▶ _TEXTO PARA ANÁLISE_:
>>>>>
A genética não determina tudo (o treino e o esforço devem ser considerados), mas é capaz de ser um fator importante, principalmente em esportes de alto nível, com atletas competitivos e no mesmo nível. Qualquer melhora e pequena diferença pode ser muito significativa.
Esforço, treino… o que faz de um atleta um verdadeiro campeão olímpico? “Na verdade, há uma interação entre esforço, treino, preparo mental e aptidão para aquele tipo de exercício, que é influenciado diretamente pela genética”, explica o geneticista Dr. Marcelo Sady, Pós-Doutor em Genética e diretor geral da Multigene. E acredite, o conhecimento da genética pode levar a melhores resultados. Abaixo, conversamos com o especialista, e também com a médica nutróloga Dra. Marcella Garcez (professora e diretora da Associação Brasileira de Nutrologia), para detalhar melhor a influência genética que corre nas veias dos campeões:
O desempenho dos atletas olímpicos nas competições esportivas é resultado apenas de esforço e treino? Ou a genética também influencia na performance esportiva?
<<<<<
▶ _CONJUNTO DE TAREFAS_:
a: No texto sobre genética e desempenho esportivo, reescreva o trecho que começa em "Esforço, treino… o" e termina em "na performance esportiva?", trocando "desempenho" por "rendimento".
b: Dê continuidade ao texto sobre a influência da genética nos atletas olímpicos, a partir do ponto em que ele termina.

▶ _INFORMAÇÕES FORNECIDAS_:
>>>>>
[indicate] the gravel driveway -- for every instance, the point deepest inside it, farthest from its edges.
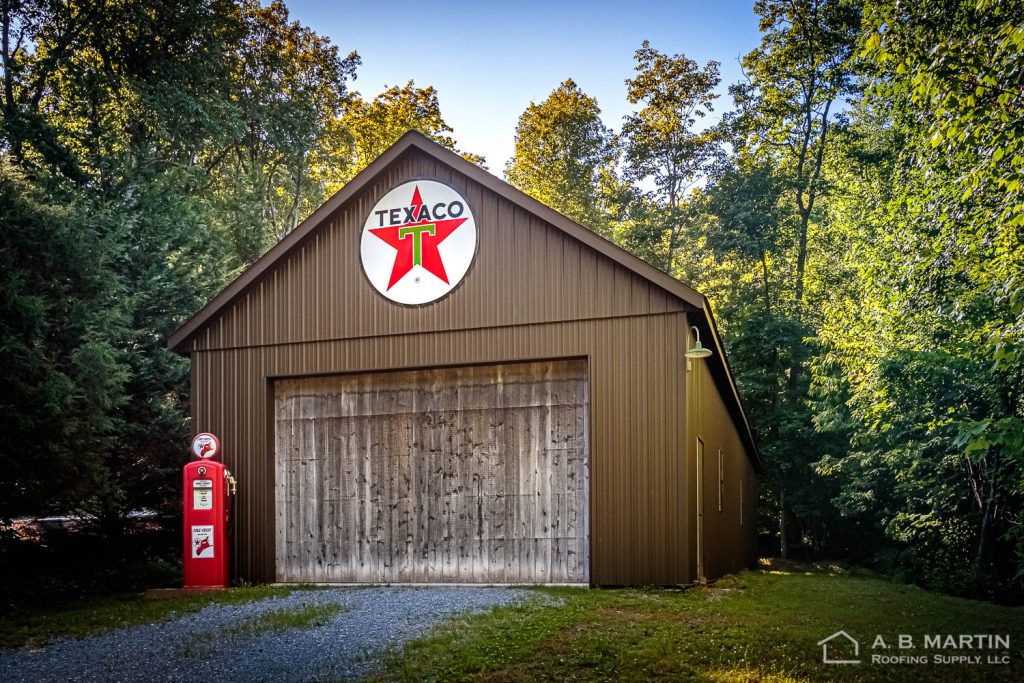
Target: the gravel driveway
(345, 647)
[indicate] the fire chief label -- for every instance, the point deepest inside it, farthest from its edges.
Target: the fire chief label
(203, 541)
(418, 242)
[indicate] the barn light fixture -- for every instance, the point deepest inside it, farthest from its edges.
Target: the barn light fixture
(698, 351)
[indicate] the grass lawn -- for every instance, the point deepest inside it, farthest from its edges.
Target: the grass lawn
(91, 615)
(756, 626)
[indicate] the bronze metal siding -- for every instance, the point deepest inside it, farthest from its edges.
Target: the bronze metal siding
(525, 271)
(637, 532)
(728, 545)
(534, 293)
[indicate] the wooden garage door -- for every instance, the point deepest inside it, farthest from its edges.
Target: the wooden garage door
(460, 474)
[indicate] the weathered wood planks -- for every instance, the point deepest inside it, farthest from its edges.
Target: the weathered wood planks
(474, 474)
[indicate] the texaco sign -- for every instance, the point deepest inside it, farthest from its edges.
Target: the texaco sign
(418, 242)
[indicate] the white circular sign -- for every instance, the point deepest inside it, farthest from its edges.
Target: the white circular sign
(418, 242)
(205, 445)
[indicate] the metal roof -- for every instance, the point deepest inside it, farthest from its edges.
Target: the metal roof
(414, 139)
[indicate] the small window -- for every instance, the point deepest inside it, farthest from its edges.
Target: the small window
(721, 479)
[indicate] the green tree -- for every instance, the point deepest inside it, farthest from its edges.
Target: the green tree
(376, 125)
(923, 342)
(563, 154)
(786, 117)
(663, 146)
(280, 147)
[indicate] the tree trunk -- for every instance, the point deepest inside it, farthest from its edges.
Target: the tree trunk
(782, 541)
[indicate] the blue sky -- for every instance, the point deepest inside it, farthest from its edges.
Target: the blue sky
(488, 59)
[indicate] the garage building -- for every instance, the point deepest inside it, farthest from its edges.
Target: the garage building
(437, 379)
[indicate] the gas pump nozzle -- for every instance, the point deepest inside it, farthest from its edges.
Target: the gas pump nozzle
(231, 481)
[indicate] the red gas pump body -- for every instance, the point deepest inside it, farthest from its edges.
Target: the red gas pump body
(206, 517)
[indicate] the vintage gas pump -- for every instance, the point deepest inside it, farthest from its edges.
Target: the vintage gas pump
(208, 486)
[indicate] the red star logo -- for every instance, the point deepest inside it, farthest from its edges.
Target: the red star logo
(417, 241)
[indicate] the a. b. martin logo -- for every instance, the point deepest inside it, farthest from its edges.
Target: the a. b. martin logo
(418, 242)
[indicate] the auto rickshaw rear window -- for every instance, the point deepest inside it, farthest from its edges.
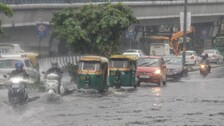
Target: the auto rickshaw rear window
(121, 63)
(9, 63)
(86, 65)
(147, 62)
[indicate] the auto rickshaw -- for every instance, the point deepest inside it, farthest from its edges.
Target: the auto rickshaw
(93, 73)
(33, 58)
(122, 70)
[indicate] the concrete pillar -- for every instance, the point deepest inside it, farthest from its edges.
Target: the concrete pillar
(27, 38)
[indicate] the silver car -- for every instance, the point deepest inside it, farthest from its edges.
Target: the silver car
(7, 65)
(134, 52)
(191, 57)
(214, 56)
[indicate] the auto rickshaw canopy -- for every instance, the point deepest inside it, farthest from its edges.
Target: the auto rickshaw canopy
(94, 58)
(32, 56)
(123, 57)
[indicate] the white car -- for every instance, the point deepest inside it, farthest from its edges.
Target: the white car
(134, 52)
(191, 57)
(7, 65)
(214, 56)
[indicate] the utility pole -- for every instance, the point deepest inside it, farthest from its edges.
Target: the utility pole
(184, 32)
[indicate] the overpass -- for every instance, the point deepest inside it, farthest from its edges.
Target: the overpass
(148, 12)
(21, 27)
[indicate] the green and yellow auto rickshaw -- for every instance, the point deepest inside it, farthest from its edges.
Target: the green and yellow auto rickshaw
(122, 70)
(93, 73)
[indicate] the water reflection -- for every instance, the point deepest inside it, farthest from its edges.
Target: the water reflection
(156, 91)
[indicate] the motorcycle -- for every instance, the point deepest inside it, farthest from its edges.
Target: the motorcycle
(52, 84)
(17, 92)
(204, 69)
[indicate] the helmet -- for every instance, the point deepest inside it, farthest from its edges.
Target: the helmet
(54, 64)
(19, 65)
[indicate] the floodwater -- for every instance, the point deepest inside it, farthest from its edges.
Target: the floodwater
(194, 100)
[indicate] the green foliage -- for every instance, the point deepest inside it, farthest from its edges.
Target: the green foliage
(72, 70)
(7, 11)
(94, 29)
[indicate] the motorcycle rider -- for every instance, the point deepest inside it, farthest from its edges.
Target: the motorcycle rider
(19, 71)
(54, 69)
(205, 60)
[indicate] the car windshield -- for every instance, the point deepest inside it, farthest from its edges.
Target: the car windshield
(208, 51)
(87, 65)
(119, 64)
(131, 54)
(173, 61)
(147, 62)
(8, 63)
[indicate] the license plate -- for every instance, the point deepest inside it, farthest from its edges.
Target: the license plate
(143, 76)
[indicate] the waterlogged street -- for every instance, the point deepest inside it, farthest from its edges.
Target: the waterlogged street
(191, 101)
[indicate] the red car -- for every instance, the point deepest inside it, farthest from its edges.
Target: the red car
(151, 69)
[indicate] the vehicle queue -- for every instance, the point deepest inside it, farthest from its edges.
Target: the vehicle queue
(99, 73)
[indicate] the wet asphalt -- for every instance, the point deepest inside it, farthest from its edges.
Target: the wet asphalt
(194, 100)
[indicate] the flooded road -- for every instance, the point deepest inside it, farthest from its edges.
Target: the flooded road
(191, 101)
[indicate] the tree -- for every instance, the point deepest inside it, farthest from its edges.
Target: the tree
(7, 11)
(94, 29)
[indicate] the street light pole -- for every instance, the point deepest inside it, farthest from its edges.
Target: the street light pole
(184, 32)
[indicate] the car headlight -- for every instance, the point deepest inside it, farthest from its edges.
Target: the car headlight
(157, 72)
(16, 80)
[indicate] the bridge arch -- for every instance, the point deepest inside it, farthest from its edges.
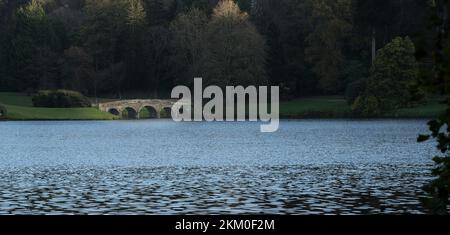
<<<<<
▶ _RESPOSTAS POR TAREFA_:
a:
Esforço, treino… o que faz de um atleta um verdadeiro campeão olímpico? “Na verdade, há uma interação entre esforço, treino, preparo mental e aptidão para aquele tipo de exercício, que é influenciado diretamente pela genética”, explica o geneticista Dr. Marcelo Sady, Pós-Doutor em Genética e diretor geral da Multigene. E acredite, o conhecimento da genética pode levar a melhores resultados. Abaixo, conversamos com o especialista, e também com a médica nutróloga Dra. Marcella Garcez (professora e diretora da Associação Brasileira de Nutrologia), para detalhar melhor a influência genética que corre nas veias dos campeões:
O rendimento dos atletas olímpicos nas competições esportivas é resultado apenas de esforço e treino? Ou a genética também influencia na performance esportiva?

b:
Dr. Marcelo Sady: Há uma interação entre esses fatores, o que vai levar a melhores resultados. E depende muito da modalidade. Em algumas, a influência genética é bem maior do que em outras. Mas o fato é que existem genes que estão associados a maior aptidão para exercício de força e velocidade, e outros para endurance (resistência, longa duração). Por exemplo, pouco antes das Olimpíadas de 2016 foi publicado um artigo que trabalhou com os melhores corredores de 100, 200 e 400 metros de 10 países diferentes, incluindo Estados Unidos, Canadá e Brasil. Eles verificaram com relação à corrida de 100 metros que a genética não influenciou. Mas para a corrida de 200 e 400 metros, aqueles indivíduos portadores de alelos que levavam a maior aptidão para exercício de força e velocidade apresentaram os melhores tempos. Na corrida de 400 metros, apenas os indivíduos que eram portadores de alelos que levavam a maior aptidão para exercícios de força e velocidade conseguiram se classificar para as Olimpíadas. Segundo os autores, a genética pode fazer a diferença entre um pódio olímpico e um recorde, já que esses atletas têm nível alto de treinamento, além do acompanhamento psicológico e nutricional.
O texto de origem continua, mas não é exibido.